Short exercise :: Leave the pictures out and reproduce, exactly, the lines from the one with "Identify every instance of the framed" through the end of the entries below.

Dataset items:
----------

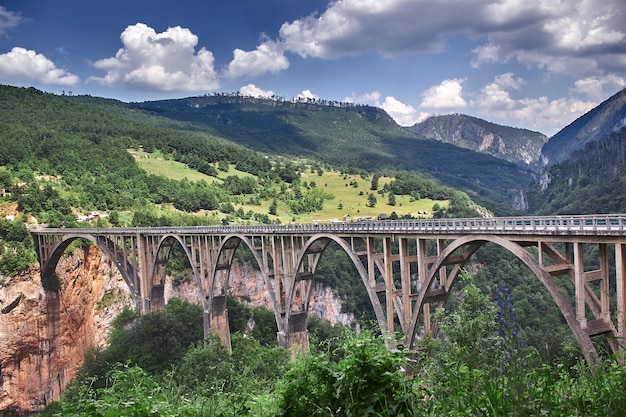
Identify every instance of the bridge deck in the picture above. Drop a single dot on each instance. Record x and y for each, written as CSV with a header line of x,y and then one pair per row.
x,y
592,225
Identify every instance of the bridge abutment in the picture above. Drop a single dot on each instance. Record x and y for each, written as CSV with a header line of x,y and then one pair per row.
x,y
407,266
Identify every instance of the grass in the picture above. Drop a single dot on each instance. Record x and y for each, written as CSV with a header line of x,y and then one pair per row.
x,y
350,192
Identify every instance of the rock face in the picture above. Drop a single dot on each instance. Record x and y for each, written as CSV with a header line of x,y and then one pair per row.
x,y
45,334
508,143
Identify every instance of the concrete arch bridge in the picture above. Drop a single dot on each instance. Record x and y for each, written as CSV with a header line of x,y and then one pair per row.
x,y
407,266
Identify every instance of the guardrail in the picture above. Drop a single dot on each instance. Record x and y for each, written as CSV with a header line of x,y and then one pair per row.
x,y
601,224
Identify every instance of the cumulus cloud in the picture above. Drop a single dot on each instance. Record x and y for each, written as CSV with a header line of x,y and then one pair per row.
x,y
599,88
26,66
580,37
307,95
402,113
448,95
254,91
268,57
166,61
8,20
494,102
571,37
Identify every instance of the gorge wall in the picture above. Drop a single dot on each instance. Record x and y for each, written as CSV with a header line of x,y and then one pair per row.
x,y
45,334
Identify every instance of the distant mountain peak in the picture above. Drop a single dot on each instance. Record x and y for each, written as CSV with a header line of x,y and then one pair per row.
x,y
508,143
599,122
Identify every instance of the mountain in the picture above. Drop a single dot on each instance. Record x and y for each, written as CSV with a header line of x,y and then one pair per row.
x,y
608,117
585,164
340,134
508,143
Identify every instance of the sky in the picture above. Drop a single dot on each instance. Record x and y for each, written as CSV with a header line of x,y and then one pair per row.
x,y
533,64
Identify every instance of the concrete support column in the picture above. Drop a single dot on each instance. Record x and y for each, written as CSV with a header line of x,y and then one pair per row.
x,y
620,275
218,320
297,337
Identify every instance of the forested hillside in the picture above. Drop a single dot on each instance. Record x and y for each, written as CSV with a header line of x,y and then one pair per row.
x,y
606,118
339,134
62,156
520,146
592,180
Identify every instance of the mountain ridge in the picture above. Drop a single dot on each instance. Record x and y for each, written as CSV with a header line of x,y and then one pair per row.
x,y
515,145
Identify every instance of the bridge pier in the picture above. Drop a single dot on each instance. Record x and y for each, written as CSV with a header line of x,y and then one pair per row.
x,y
218,320
406,266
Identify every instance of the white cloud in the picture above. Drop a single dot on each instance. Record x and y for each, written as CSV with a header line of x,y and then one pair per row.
x,y
402,113
254,91
8,20
599,88
26,66
164,61
495,104
574,37
307,95
268,57
446,96
367,98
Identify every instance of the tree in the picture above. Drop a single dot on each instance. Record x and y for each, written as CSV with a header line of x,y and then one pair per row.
x,y
374,185
371,200
273,208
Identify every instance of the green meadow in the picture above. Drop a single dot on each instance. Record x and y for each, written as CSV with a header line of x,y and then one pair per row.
x,y
350,192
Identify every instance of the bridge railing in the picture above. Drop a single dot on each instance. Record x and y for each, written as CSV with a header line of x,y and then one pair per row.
x,y
602,224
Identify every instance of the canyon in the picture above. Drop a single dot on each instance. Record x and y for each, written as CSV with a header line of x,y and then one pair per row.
x,y
44,335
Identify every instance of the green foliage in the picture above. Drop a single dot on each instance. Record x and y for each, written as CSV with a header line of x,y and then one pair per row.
x,y
155,341
16,247
367,380
593,180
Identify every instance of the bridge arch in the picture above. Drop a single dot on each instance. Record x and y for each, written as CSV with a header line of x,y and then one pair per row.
x,y
216,318
469,245
326,239
157,297
126,269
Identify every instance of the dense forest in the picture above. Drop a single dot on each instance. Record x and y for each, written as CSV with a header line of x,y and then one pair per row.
x,y
158,365
504,347
593,180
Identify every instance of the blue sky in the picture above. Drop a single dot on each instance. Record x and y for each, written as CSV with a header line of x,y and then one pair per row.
x,y
536,64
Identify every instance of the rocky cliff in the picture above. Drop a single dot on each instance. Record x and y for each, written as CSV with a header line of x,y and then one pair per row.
x,y
508,143
45,334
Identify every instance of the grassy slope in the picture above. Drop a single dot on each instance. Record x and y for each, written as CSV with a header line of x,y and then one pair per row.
x,y
363,137
331,182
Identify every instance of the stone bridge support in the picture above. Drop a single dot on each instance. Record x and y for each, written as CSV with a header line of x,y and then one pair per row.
x,y
407,267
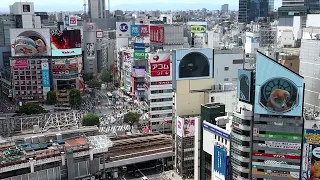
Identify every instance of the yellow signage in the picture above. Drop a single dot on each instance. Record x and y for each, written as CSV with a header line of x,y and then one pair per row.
x,y
199,29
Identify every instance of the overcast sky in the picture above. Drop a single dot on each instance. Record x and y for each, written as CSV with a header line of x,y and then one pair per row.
x,y
77,5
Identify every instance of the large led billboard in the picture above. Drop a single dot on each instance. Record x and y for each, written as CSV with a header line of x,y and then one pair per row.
x,y
30,42
220,163
279,91
160,64
66,42
244,85
193,63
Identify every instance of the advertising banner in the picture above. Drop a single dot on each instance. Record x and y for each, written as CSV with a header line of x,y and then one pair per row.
x,y
66,43
244,85
216,130
279,91
160,65
139,54
280,156
273,164
220,161
156,34
139,46
276,135
90,50
30,42
45,78
99,34
198,29
123,29
193,63
20,63
189,127
135,30
144,30
163,82
180,124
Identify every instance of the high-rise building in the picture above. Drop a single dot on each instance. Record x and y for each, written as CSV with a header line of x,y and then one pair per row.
x,y
251,10
225,8
96,9
266,141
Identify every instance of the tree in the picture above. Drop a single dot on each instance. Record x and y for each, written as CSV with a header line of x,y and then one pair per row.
x,y
51,97
106,77
131,118
75,97
90,120
31,108
94,84
87,77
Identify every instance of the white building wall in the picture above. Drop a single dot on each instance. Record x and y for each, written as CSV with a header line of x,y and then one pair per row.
x,y
224,69
228,98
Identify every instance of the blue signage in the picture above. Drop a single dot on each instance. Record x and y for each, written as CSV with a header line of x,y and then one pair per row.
x,y
216,131
139,46
135,30
123,27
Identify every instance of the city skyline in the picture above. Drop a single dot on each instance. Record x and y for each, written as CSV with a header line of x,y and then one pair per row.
x,y
77,5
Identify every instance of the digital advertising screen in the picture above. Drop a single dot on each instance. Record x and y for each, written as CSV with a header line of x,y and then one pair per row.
x,y
160,64
244,85
279,91
193,64
30,42
66,42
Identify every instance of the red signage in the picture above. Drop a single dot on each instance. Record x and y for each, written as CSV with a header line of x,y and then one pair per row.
x,y
163,82
160,65
156,34
280,156
144,30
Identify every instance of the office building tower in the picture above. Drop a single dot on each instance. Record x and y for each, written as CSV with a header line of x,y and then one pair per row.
x,y
251,10
286,3
266,141
224,8
96,8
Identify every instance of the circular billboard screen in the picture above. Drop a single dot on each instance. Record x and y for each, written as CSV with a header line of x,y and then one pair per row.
x,y
278,95
194,65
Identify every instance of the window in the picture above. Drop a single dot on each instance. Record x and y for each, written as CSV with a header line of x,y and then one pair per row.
x,y
238,61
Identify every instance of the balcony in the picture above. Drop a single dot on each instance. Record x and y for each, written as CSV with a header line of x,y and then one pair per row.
x,y
241,137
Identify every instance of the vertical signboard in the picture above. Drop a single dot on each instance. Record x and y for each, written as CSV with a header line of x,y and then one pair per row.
x,y
156,34
123,29
45,78
144,30
160,64
135,30
180,124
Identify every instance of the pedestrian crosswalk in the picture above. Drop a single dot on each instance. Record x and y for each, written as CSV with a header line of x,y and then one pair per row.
x,y
113,129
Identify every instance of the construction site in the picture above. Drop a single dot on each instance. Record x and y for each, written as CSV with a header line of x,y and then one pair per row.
x,y
61,149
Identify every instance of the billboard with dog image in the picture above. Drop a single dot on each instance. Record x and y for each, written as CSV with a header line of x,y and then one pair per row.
x,y
279,91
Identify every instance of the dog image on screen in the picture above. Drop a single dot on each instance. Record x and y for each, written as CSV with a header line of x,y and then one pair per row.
x,y
277,100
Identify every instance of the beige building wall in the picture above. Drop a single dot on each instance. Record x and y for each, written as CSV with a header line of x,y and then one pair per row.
x,y
189,103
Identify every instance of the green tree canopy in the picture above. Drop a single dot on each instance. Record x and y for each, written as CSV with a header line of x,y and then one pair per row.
x,y
90,120
51,97
31,108
94,84
106,77
75,98
131,118
88,77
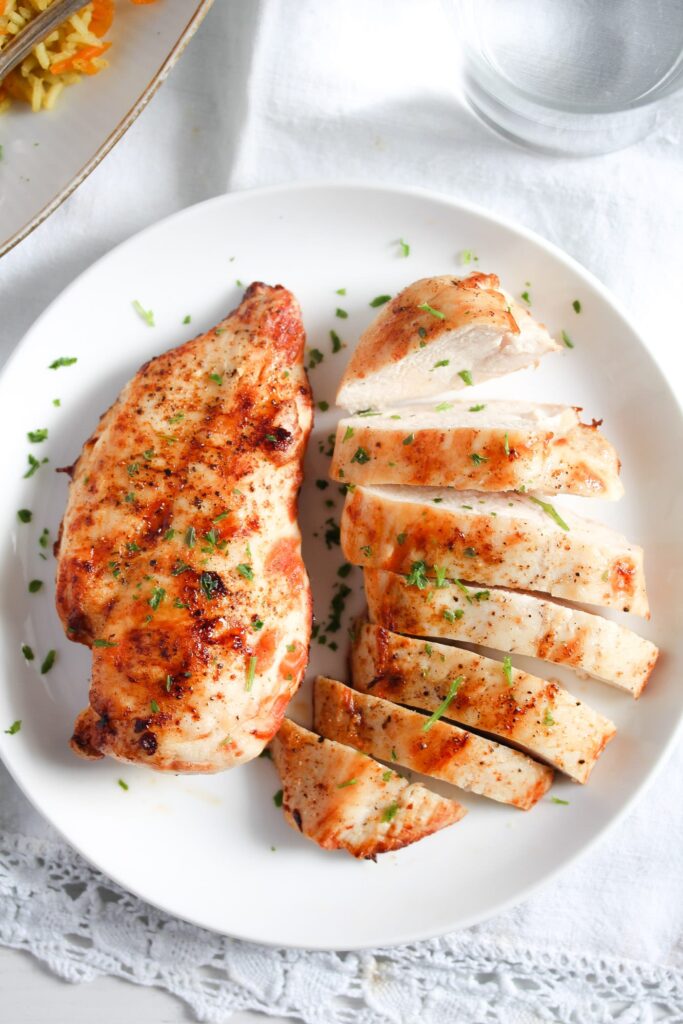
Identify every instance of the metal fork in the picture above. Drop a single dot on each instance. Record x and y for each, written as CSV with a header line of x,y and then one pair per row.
x,y
36,31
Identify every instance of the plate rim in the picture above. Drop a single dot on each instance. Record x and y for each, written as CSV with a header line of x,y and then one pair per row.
x,y
415,192
116,134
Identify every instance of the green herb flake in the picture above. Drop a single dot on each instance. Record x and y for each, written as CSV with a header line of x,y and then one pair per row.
x,y
426,308
443,707
48,662
389,813
145,314
550,510
63,360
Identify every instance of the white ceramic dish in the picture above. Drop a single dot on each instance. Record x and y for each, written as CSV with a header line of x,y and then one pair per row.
x,y
202,848
46,156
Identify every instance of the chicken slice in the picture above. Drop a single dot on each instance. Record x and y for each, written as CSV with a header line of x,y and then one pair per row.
x,y
437,336
498,445
516,541
508,621
179,560
428,744
341,799
536,715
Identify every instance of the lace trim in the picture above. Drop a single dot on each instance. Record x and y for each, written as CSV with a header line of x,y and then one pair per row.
x,y
54,905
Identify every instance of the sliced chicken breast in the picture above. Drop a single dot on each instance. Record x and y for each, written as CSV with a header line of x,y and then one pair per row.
x,y
512,622
495,445
516,541
343,800
536,715
438,336
428,744
179,559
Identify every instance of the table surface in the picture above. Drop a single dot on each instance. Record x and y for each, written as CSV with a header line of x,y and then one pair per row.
x,y
28,988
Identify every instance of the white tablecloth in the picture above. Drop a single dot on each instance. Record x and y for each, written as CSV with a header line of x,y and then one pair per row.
x,y
273,91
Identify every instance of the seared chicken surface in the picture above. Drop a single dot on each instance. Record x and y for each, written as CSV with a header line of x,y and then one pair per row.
x,y
493,445
438,336
343,800
495,697
179,560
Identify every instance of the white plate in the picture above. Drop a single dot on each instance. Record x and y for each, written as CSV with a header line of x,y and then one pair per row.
x,y
46,156
202,848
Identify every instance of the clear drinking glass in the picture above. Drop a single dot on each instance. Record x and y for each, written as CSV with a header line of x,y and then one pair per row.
x,y
571,77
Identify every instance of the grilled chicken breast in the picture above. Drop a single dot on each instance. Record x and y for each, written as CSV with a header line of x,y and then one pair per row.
x,y
179,560
343,800
511,622
497,445
437,336
536,715
431,747
508,540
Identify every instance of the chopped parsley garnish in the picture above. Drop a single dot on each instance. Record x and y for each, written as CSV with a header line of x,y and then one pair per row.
x,y
418,576
63,360
390,812
443,707
426,308
360,456
158,595
48,662
550,510
145,314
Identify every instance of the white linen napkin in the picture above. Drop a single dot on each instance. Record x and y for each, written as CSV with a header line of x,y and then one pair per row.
x,y
272,91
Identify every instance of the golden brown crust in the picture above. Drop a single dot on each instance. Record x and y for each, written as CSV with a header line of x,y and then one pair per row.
x,y
179,558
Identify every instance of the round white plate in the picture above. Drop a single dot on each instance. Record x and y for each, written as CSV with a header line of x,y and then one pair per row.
x,y
46,156
215,850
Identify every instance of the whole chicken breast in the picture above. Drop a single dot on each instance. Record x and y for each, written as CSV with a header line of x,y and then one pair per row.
x,y
179,560
438,336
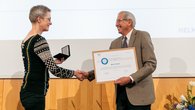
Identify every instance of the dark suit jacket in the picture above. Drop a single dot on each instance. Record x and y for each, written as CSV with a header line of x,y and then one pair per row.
x,y
141,92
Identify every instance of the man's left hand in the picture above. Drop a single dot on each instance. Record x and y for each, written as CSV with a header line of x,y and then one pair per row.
x,y
123,81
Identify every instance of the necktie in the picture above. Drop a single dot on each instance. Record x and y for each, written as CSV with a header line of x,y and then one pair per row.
x,y
124,43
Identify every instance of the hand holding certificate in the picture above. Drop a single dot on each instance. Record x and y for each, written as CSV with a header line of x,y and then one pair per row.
x,y
110,65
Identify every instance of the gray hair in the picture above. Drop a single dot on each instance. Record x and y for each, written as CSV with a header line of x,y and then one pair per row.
x,y
38,11
129,15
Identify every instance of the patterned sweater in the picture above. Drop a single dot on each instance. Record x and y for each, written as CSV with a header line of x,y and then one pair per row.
x,y
37,61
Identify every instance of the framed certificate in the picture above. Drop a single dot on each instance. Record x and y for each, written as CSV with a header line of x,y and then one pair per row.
x,y
110,65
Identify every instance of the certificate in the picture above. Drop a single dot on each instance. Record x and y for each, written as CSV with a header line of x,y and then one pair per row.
x,y
112,64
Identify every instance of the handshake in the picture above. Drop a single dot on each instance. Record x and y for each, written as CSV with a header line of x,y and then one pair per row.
x,y
81,75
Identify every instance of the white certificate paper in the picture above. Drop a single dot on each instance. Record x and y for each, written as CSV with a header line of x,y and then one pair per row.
x,y
110,65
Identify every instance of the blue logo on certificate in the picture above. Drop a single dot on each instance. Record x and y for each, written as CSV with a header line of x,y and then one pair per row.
x,y
104,61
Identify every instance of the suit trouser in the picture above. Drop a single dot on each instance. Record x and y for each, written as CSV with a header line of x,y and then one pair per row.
x,y
123,103
32,101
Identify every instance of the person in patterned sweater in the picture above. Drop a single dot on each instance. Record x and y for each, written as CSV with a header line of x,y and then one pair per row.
x,y
38,61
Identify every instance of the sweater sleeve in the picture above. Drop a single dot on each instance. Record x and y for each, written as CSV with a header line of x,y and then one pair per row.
x,y
41,48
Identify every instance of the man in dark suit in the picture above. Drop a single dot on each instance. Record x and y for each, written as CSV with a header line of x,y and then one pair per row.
x,y
136,91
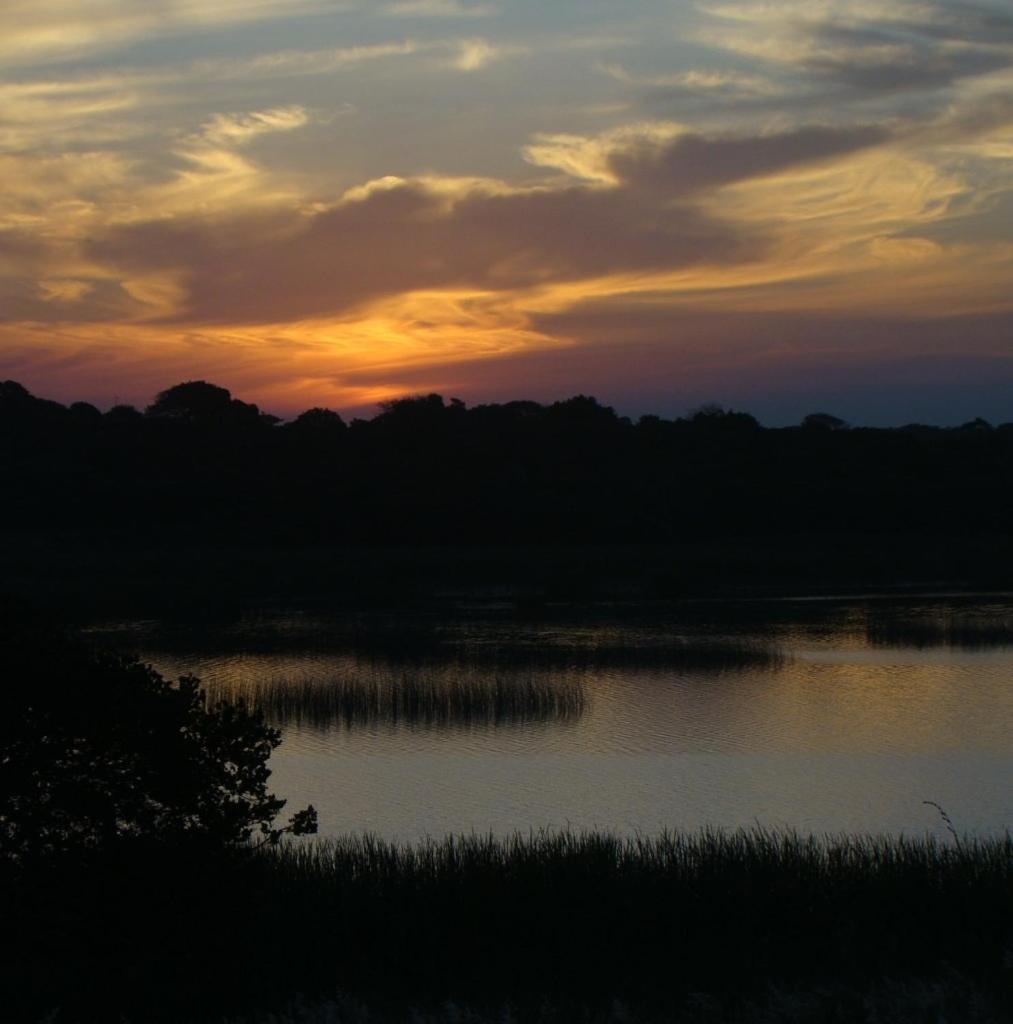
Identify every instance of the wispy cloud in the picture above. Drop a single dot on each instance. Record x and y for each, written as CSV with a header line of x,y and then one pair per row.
x,y
229,129
438,8
36,31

----------

Response to the exercise ::
Identify every instance of the framed certificate in the picture above. Drop a single dot on each instance. Record x and y for each, written as CSV with a header line of x,y and then one pair per row.
x,y
110,65
Identify every instance of the certificate in the picture above. Drop a single dot on each instance. Record x and y for each, written as CSV with a header line of x,y and then one pair per row.
x,y
112,64
Identify every instance of the handshake in the picture above. Drop a single dot on each instance. Record x and y for each, written as CSV with a header line of x,y and then one pair per row.
x,y
81,75
Identify every instance of the white certificate paper in the picture above. Drop a single dot on each instance. Record x and y for each, written as CSV with a header line of x,y and then one pair per row.
x,y
110,65
Identify every instance of the blue logo on certificate in the picture above. Drop a single dot on each instance. Record x and y for each, written as CSV with a header line of x,y and then one pair per row.
x,y
104,61
Identify every instance of the suit trouser in the picture above. Drop a single dot on each instance. Record x and y for each, written as CSV with a header line of x,y and then one pair per row.
x,y
123,103
32,101
Identify every instance of the person in patterned sweater in the picture above. Drop a single dot on each instance. Record x and y for each, written as CSV with a header line of x,y and then one pair per row.
x,y
38,61
Identify every instance of the sweater sleeve in the picture above. Drop a single dot on each instance. Record x and y for each, written as CSV with a header line of x,y and then one pair per row.
x,y
41,48
Identify every instance of the man in dark suit in the picture above. Drop a single dot on each instance. Record x and y for each, written as CSV with a header line of x,y and then one pair per row.
x,y
136,91
Identify every instance of the wispy cloud in the picture above. Drop a single dot on each instance. Record x and y for each, written as CSV with a header line of x,y and then one pair per row.
x,y
229,129
438,8
36,31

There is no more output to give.